Will this speed be limiting in any way? It seams slow compared to some other advertised limits on RF-45 clones (like the optimum available in Germany?)
There doesn't seam to be an RF45 type clone available in Australia without this limitation.

*2*
The other concern, which i think i have talked myself around on is that is has a Morse taper 4 spindle. From what I have read and understand that this can be a pain compared to an R8 spindle, as tool changes require belting the sh** out of the draw bar with a mallet. I'm not hugely concerned, as most of the time I can see myself sticking with collets and end mills, but obviously will need to switch out every now and then.

There is an option on another RF-45 clone avail in Australia for an R8 spindle, however it does not include a 3 axis DRO, and it's price is $2600 AUD (plus likely $150-200 in shipping as it is interstate)
So is essentially $700 ($500 USD) more just for the R8 spindle over the MT4. Worth it? (I think not, but want your opinion).


----------



## Wrenches (Apr 15, 2019)

Links to the Paramount Mill: https://www.paramountbrowns.com.au/products/milling-machine-dovetail-shaft-dro/ 

Link to the alternative: https://www.ebay.com.au/itm/Geared-...262679&hash=item3f32192946:g:-IgAAOSwfchcq-Q5


----------



## Skierdude (Apr 16, 2019)

I bought a very similar mill drill a year or so ago. I was constrained by space and budget but at NZD$2200 I was happy to give it a go with a Chinese benchtop mill. 
I didn’t want to spend too much on this mill as It is also going to be the basis for a CNC conversion, maybe one day....
Regarding the maximum spindle speed, I’ve not found a maximum of 1600 rpm has been a limitation but I don’t run very small cutters that would want the higher rpm. 
My mill has a MT spindle and you’re right it does stick and need some persuasion to release sometimes. R8 would be better but I would think I’d spend $700 for it.
I didn’t get the DRO with the mill = bad move. My theory was that I wouldn’t need the DRO when it was converted to CNC. 
Good luck with your purchase.


----------



## Wrenches (Apr 16, 2019)

Thanks Skierdude. Good to know about the speeds not being too limiting.

I was encouraged towards this type of mill when i saw so many videos on youtube with CNC conversions. They seam popular for that so my thought is that they must be half reasonable.


----------



## markba633csi (Apr 16, 2019)

If you go for the MT4 spindle make sure you can find a MT4 to ER collet chuck w/drawbar feature or MT4 endmill holders in common sizes like 3/8" and 1/2"- the ER chuck would be the preferred option
Mark


----------



## mikey (Apr 16, 2019)
=====
■ **Work to do**
Repeat word for word the stretch of the milling machine thread from "My mill has" through "Wrenches (Apr 16, 2019)". The data that comes next has no connection to the milling machine thread.

Stored entries:
=====
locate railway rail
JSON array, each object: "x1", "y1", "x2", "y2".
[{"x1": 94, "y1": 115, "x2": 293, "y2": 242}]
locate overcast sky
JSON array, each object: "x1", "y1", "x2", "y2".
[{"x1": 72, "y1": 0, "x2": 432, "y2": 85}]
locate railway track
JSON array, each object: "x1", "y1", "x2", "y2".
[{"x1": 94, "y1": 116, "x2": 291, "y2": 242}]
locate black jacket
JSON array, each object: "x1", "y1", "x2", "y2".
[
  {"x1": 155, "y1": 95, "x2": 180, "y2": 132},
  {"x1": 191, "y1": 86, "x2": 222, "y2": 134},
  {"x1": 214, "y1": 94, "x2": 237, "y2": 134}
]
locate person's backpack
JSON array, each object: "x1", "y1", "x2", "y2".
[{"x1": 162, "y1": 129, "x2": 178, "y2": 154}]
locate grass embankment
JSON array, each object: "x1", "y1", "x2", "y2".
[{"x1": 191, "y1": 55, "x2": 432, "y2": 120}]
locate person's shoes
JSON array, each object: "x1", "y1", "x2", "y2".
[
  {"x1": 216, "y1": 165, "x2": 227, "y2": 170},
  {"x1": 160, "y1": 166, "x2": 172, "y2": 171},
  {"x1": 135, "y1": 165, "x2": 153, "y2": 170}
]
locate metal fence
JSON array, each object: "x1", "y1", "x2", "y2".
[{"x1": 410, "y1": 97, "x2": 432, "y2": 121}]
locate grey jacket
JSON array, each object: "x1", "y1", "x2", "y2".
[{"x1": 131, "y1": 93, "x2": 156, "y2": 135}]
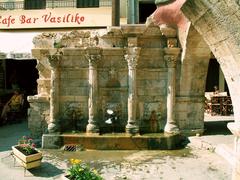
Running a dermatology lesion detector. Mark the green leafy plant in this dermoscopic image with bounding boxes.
[67,159,103,180]
[17,136,37,155]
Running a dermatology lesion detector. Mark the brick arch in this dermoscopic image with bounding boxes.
[181,0,240,121]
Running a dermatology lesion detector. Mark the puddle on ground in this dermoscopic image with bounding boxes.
[42,147,194,172]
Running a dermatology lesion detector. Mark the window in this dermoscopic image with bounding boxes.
[77,0,99,8]
[24,0,46,9]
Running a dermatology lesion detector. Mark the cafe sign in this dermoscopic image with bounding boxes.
[0,7,111,29]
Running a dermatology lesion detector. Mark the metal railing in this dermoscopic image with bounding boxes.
[0,0,112,10]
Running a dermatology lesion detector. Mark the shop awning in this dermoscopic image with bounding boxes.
[0,32,39,59]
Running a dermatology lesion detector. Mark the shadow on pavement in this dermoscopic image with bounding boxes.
[26,162,64,178]
[204,121,233,135]
[0,120,30,152]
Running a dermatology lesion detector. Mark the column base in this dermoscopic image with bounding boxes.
[164,123,180,134]
[126,124,139,135]
[86,124,99,133]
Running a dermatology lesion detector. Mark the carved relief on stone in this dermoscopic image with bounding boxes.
[33,32,56,48]
[106,67,121,88]
[142,102,163,132]
[103,102,122,124]
[124,47,141,69]
[164,55,177,68]
[85,48,102,67]
[63,102,86,130]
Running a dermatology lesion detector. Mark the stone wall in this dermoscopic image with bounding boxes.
[29,24,203,138]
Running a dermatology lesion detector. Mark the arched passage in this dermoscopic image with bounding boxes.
[182,0,240,121]
[177,26,211,132]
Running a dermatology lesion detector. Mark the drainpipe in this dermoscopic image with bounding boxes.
[112,0,120,26]
[127,0,139,24]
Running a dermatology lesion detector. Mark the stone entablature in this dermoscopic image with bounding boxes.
=====
■ **Final result**
My mill has a MT spindle and you’re right it does stick and need some persuasion to release sometimes. R8 would be better but I would think I’d spend $700 for it.
I didn’t get the DRO with the mill = bad move. My theory was that I wouldn’t need the DRO when it was converted to CNC. 
Good luck with your purchase.


----------



## Wrenches (Apr 16, 2019)